### Short exercise 1
In the forum discussion, how many Gflops is the RSX said to have?

### Document passage

However it won't happen and I hope the ps5 will be strong enough to software emulate the ps3. We are already seeing ps3 emulation on pc and surely the PS5 has a fighting chance of emulating it too especially as Sony have all the important hardware documentation on the ps3.

Sony ignored the accountants with the ps3 but today's Sony isn't like that and they have a much more intelligent and sensible approach to hardware. More powerful x86 hardware with the best gpu they can afford is pretty much what we are going to get.



 

Pemalite said: 
Ruler said: 

1. That true but you have to ask yourself why the Developer do that, they see these consoles they know the CPU is weak and they rather use the GPU power to deliver 1080p and better graphics than running the game in 720p with lower settings. These consoles were pretty much designed that way.

No.


Yes you can have as good of a GPU you want, it wont archive 60fps if still using the same Jaguar CPU cloacked @1.6-2.2 Ghz. The XBox One X is the definitive prove for that, Microsoft had all the time in the world to fix it, they went that way because 4k 30fps was the goal from the beginning. 

Pemalite said: 
Ruler said: 

 

3. Yes it is the RSX has 400 Gflops, the Jaguar GPU has 1840 Gflops, its pretty much as simple as that. Does that sound like RSX cant hold a candle?

Go do some basic research, gain an understanding of what flops is and how it relates to gaming and how irrelevant it is to the total performance of a system.
Then come back and try and have an intellectual debate about this particular topic.

So now i have to philosophy about the numbers 4 and 18? I can tell you what i know about this topic, that 4 is almost a fourth of the number 18 thats all you need to know about.

I mean if this is all too complicated for you and me, I can also express it visually by showing some pictures of the Last of Us on PS3  and ask you if it can hold a candle against Uncharted 4?

Pemalite said: 
Ruler said: 

4. Dont know where you quoted me, but yeah the Cell trumps the Jaguar if you remove GPUs.

No.
Go look up integer performance comparisons.
Again, you lack a basic fundamental understanding of how microprocessors work and their performance.

So are you, because you never provide any evidence for anything

Pemalite said: 
No.
The Cell lacks a ton of the basic functional components to perform GPU-type duties efficiently.

The Cell was designed to be a CPU first and foremost, the fact it is using the PowerPC ISA is a testament to that very basic fundamental fact... It sounds like you have been drinking some fake news over the years. - Of course they did take a VLIW-like approach to it's core layout with Cell. But ultimately... Who cares?

Do you know how rapidly GPU's and CPU's double their performance? Cell is ancient, outdated and downright archaic today.

So what, it is using PowerPC? Just like Macs did or the Wii U. Doesnt mean its bad, just look at Wii U games like Bayonetta 2 or the latest Zelda, all praised for their graphics and scale and that wasnt even a Cell.

### Short exercise 2
In the records, take the lines starting with the line containing "target: man" and going on through the line containing "92 L 70 106", and switch "outline" to "contour". Return only those lines, with everything else unchanged.

### Extracted material

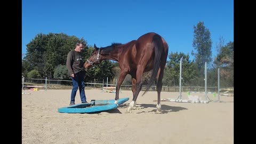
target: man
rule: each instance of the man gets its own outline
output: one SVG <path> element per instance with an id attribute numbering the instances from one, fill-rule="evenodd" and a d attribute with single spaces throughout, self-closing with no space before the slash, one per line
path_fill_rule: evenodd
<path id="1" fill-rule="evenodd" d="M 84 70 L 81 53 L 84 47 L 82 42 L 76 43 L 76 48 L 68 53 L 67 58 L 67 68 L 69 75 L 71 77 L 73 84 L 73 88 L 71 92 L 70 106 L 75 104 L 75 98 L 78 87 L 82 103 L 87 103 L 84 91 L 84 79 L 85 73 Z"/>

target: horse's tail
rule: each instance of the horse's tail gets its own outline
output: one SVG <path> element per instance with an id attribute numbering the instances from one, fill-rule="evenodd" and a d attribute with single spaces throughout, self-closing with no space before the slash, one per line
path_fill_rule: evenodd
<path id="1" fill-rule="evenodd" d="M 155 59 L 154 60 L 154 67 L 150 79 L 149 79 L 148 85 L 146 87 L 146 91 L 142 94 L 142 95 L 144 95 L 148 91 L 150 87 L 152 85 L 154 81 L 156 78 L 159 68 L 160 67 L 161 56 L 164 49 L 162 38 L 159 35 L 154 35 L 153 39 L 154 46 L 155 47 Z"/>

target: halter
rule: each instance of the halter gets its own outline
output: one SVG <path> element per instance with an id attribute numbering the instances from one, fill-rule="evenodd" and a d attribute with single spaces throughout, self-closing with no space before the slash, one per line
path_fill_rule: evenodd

==

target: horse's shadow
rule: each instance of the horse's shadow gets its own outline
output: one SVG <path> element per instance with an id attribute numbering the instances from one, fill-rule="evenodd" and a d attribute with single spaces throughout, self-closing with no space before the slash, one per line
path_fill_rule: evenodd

### Right answer 1
400 Gflops

### Right answer 2
target: man
rule: each instance of the man gets its own contour
output: one SVG <path> element per instance with an id attribute numbering the instances from one, fill-rule="evenodd" and a d attribute with single spaces throughout, self-closing with no space before the slash, one per line
path_fill_rule: evenodd
<path id="1" fill-rule="evenodd" d="M 84 70 L 81 53 L 84 47 L 82 42 L 76 43 L 76 48 L 68 53 L 67 58 L 67 68 L 69 75 L 71 77 L 73 84 L 73 88 L 71 92 L 70 106 L 75 104 L 75 98 L 78 87 L 82 103 L 87 103 L 84 91 L 84 79 L 85 73 Z"/>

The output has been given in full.